▶ [ENTRIES SHOWN]

= = =

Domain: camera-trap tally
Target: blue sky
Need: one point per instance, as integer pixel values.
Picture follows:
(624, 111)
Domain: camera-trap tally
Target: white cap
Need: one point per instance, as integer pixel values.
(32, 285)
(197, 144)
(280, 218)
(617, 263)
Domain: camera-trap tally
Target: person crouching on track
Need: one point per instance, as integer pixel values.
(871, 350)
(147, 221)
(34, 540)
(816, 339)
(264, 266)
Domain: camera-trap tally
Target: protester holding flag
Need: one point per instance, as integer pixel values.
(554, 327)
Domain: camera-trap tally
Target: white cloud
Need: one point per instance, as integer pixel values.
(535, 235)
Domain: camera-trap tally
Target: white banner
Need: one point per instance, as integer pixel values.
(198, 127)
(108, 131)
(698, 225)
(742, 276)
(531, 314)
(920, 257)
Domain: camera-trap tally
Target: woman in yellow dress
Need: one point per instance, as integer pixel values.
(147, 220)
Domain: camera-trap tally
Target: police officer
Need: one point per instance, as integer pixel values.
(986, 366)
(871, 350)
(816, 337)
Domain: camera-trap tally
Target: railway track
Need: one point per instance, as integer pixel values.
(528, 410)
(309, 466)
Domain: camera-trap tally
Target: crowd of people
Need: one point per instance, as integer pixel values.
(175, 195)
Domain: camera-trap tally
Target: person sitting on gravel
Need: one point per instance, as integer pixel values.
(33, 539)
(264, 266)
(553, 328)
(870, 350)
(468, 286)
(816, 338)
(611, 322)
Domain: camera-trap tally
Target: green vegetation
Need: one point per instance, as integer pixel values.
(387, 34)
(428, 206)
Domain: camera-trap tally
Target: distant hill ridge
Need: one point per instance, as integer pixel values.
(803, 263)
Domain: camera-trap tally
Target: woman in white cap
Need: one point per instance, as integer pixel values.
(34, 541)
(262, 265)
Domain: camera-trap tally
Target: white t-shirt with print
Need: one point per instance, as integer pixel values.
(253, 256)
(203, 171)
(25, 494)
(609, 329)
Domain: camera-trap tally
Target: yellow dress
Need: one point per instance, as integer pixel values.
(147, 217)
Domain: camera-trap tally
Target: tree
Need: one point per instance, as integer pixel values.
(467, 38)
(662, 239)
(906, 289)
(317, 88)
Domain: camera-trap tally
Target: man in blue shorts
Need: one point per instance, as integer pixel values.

= = =

▶ [WHAT IS EXPECTED]
Write out the listing once more, matching it exactly.

▶ [REPLY TO THE EXERCISE]
Domain: camera-trap tally
Target: blue sky
Need: one point per instance, as integer pixel values.
Picture follows:
(624, 111)
Domain: camera-trap tally
Target: white cap
Need: one point per instance, as integer pixel values.
(32, 285)
(197, 144)
(280, 218)
(617, 263)
Domain: camera-trap tally
Target: person crouching on track
Need: one point per instance, as integer pixel values.
(871, 350)
(147, 221)
(34, 540)
(816, 339)
(264, 266)
Domain: camera-trap tally
Target: protester holding flag
Need: one point per instance, as integer pixel values.
(554, 327)
Domain: camera-trap tally
Target: white cloud
Need: one point per instance, as integer pixel values.
(535, 235)
Domain: camera-trap tally
Target: white banner
Need: one point per instance, as integer pixel values.
(198, 127)
(108, 131)
(698, 225)
(742, 276)
(531, 314)
(920, 257)
Domain: camera-trap tally
Target: woman in yellow dress
Need: one point per instance, as integer pixel values.
(147, 220)
Domain: camera-trap tally
Target: police officer
Need: one point per instance, as integer pixel values.
(986, 366)
(871, 350)
(816, 337)
Domain: camera-trap tally
Target: railway track
Need: one point per instance, as integer pixel values.
(528, 410)
(309, 466)
Domain: camera-trap tally
Target: crowd of people
Need: one point per instance, as integer pixel values.
(175, 195)
Domain: camera-trap tally
Target: person sitting on gravel
Need: one point per instance, as integer pixel values.
(33, 539)
(264, 266)
(553, 328)
(870, 350)
(468, 286)
(816, 338)
(611, 322)
Domain: camera-trap tally
Target: green vegetation
Need: one point per instance, as integer pixel values.
(387, 34)
(428, 206)
Domain: camera-trap tally
Target: distant hill ridge
Need: one point per instance, as integer pixel values.
(803, 263)
Domain: camera-trap tally
Target: woman in white cap
Need: one point per instance, as integer pixel values.
(34, 541)
(262, 265)
Domain: camera-trap tally
Target: white t-shirt with print
Need: one point per instance, as integer pixel values.
(253, 256)
(203, 171)
(25, 494)
(609, 329)
Domain: camera-trap tally
Target: yellow dress
Need: one point per instance, as integer pixel values.
(147, 217)
Domain: camera-trap tally
Target: tree
Need: one point per instance, as integer pixel values.
(467, 38)
(662, 239)
(906, 289)
(317, 88)
Domain: camera-trap tally
Target: man in blue shorts
Need: one point per instance, as integer pixel values.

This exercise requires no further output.